Using the article on Northern Ireland's abortion education regulations, answer these questions.
(a) How many MPs voted for the regulations, and how many voted against them?
(b) In what month and year was a vote in support of a statutory instrument last lost in the House of Commons?
(c) Which committee debated the regulations on Monday?

## Extract provided:
(begin)
Regulations to force all state schools in Northern Ireland to teach 11 to 16-year-olds about abortion were voted through the House of Commons earlier today.

MPs voted 373 in favour and 28 against, with the majority of those in favour not from Northern Ireland.

The vote appeared to be whipped for Conservative MPs and early indications suggest that at least one MP has resigned from a Parliamentary position in order to vote against the regulations. A number of other Conservative MPs appear to have defied the whip to vote against the regulations. 

It is very rare that votes on regulations don’t pass – the last time that a vote in support of a statutory instrument was lost in the House of Commons was in October 1979.

The new rules make teaching about access to abortion part of the curriculum and require the Department of Education in Northern Ireland to issue guidance ensuring that “pupils receive education on … access to abortion”.

The regulations were debated by the House of Commons Second Delegated Legislation Committee on Monday this week and DUP MPs Jim Shannon, Sammy Wilson and Ian Paisley all spoke forcefully against these changes.

Jim Shannon said “The Government and the Secretary of State are pushing a policy that they know is abhorrent to many people in Northern Ireland”.
(end)
## Provided information:
(begin)
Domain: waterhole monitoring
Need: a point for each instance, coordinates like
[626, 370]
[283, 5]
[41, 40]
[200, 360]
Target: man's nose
(end)
## Written response:
(a) 373 voted for and 28 voted against.
(b) October 1979.
(c) The House of Commons Second Delegated Legislation Committee.